| Task item |
Run through the records and, wherever a line holds the word "below", return that line.

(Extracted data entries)
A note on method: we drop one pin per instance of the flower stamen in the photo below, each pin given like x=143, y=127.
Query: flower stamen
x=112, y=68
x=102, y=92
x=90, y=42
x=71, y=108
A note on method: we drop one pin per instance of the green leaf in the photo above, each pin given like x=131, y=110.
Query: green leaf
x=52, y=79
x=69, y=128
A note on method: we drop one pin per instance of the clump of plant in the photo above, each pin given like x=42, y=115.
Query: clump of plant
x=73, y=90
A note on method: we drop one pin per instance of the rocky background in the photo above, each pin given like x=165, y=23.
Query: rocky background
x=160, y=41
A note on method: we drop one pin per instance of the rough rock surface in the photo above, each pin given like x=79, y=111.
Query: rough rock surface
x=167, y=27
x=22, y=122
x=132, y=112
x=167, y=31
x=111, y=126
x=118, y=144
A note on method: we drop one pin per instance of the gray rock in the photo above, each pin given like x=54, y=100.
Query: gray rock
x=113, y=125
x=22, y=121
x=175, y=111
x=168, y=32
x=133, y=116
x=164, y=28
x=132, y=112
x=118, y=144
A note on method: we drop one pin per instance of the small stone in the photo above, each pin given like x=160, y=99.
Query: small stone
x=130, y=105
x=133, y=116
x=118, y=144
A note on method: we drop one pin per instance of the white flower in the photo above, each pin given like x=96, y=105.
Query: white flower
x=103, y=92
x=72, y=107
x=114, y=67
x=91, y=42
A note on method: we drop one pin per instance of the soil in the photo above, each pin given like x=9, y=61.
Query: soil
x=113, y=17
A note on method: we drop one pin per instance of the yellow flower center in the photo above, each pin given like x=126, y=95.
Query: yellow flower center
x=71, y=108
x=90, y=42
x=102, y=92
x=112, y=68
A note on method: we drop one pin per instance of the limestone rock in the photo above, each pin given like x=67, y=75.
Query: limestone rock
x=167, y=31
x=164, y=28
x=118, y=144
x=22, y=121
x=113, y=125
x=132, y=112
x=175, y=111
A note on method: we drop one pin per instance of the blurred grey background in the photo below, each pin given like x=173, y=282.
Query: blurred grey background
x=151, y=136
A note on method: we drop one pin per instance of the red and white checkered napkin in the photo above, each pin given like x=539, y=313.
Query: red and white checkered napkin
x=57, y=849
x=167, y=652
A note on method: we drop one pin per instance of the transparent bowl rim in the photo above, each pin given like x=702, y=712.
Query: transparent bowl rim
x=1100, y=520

| Solution |
A note on method: we drop one pin per instance of the flower stamen in the photo below, each pin given like x=143, y=127.
A note on method: we drop one pin per instance of the blurred grey background in the photo below, each pin given like x=173, y=282.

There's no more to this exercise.